QUESTIONS ON THE MATERIAL:
- a) In the text on CPC+, rewrite the paragraph that begins "The idea is to support a new primary care delivery model" as a short bulleted list that keeps its main facts.
- b) Using the text on CPC+, decide whether each statement agrees with it. Answer yes or no, and quote the deciding words.
(i) The Center for Medicare and Medicaid Innovation developed CPC+.
(ii) The Administration's goal is for all Medicare fee-for-service payments to go through alternative payment models by 2018.
(iii) The Center for Medicare and Medicaid Innovation exists under Section 1115A of the Social Security Act.
- c) Write the next part of the text on CPC+, starting after its last sentence.

---------- DOCUMENT EXCERPT

CMS recently announced what it describes as the largest-ever multi-payer initiative to improve primary care in America,” known as Comprehensive Primary Care Plus (CPC+). Though much of the press release is couched in terms of improving patient care — and surely CPC+ is intended to do so — the real impetus appears to be the government’s critical need to control healthcare costs funded by federal programs.
Atlanta/Augusta, Georgia Physician Practice Lawyers
The idea is to support a new primary care delivery model that will incentivize and reward value and quality. The current Administration’s goal is to have 50% of all Medicare fee-for-service payments made via alternative payment models by 2018. The Center for Medicare and Medicaid Innovation, which exists pursuant to Section 1115A of the Social Security Act (added under the Affordable Care Act) for the purpose of testing new payment and service delivery models, developed CPC+ as part of its mission, to aid the federal government in its efforts to curb its healthcare costs and enhance the quality of healthcare delivery.

--------------------
---------- SOURCE MATERIAL

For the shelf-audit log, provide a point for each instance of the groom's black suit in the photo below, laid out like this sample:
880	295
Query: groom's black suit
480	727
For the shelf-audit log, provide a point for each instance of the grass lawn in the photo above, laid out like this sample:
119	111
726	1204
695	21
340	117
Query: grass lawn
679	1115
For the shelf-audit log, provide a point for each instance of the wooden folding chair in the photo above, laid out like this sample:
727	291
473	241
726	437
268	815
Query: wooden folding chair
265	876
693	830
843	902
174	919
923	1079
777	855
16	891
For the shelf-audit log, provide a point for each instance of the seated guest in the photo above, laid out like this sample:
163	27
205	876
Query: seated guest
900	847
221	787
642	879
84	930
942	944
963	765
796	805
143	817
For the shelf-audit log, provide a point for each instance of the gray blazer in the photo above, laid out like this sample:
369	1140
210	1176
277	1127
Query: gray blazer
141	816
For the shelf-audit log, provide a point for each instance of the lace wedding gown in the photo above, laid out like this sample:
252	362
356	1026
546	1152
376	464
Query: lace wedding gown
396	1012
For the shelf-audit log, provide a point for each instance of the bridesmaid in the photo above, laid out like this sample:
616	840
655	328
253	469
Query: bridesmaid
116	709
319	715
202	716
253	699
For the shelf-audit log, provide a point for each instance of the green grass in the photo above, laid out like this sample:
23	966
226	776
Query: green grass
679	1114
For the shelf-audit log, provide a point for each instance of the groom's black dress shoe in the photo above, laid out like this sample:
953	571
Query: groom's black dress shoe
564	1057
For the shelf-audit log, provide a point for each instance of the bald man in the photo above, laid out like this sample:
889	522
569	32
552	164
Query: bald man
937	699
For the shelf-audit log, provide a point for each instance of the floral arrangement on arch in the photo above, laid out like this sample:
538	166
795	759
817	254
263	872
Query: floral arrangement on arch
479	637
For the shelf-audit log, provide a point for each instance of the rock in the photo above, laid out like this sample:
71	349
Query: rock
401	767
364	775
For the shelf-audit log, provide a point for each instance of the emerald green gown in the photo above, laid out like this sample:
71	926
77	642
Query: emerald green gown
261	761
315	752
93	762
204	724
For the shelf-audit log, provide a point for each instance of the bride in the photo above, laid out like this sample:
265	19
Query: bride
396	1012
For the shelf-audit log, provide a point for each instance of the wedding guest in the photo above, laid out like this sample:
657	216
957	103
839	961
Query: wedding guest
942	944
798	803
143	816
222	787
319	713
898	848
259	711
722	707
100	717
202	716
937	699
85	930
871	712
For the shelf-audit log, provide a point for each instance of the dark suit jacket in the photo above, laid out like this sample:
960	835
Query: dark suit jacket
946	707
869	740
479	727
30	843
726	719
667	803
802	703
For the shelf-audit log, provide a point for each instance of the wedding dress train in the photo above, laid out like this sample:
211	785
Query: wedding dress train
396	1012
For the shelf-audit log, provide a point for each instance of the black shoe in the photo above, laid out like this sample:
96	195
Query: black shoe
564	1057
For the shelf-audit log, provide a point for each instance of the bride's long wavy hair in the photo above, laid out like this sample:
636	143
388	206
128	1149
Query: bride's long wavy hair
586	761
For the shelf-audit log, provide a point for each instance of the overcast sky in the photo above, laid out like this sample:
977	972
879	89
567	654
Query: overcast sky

--------------------

RESPONSES:
- a)
- CPC+ aims to support a new primary care delivery model that incentivizes and rewards value and quality.
- The current Administration wants 50% of all Medicare fee-for-service payments made through alternative payment models by 2018.
- The Center for Medicare and Medicaid Innovation developed CPC+. It exists under Section 1115A of the Social Security Act, added by the Affordable Care Act, to test new payment and service delivery models.
- CPC+ is meant to help the federal government curb its healthcare costs and improve the quality of healthcare delivery.

- b)
(i) Yes: "developed CPC+ as part of its mission"
(ii) No: "to have 50% of all Medicare fee-for-service payments made via alternative payment models by 2018"
(iii) Yes: "which exists pursuant to Section 1115A of the Social Security Act"

- c)
According to CMS, CPC+ will reward value and quality “by offering an innovative payment structure to support delivery of comprehensive primary care.” The experiment will include two tracks with different primary care requirements and different payment models. CPC+ has a five-year life that will begin next January. The regions in which CPC+ will be tested have not yet been chosen by CMS; once the regions are known, physician practices eligible to participate may begin applying as early as July of this year.
CMS believes that the CPC+ payment redesign “will offer the ability for greater cash flow and flexibility for primary care practices to deliver high quality, whole-person, patient-centered care and lower the use of unnecessary services that drive total costs of care.” CMS has committed to provide physician practices with a “robust learning system” and “actionable patient-level cost and utilization data” to assist them in effectuating this payment model properly. According to CMS, physicians who participate will be “expected to make changes in the way they deliver care” based upon the following primary care delivery factors: (1) access and continuity; (2) care management; (3) comprehensiveness and coordination; (4) patient and caregiver engagement; and (5) planned care and population health.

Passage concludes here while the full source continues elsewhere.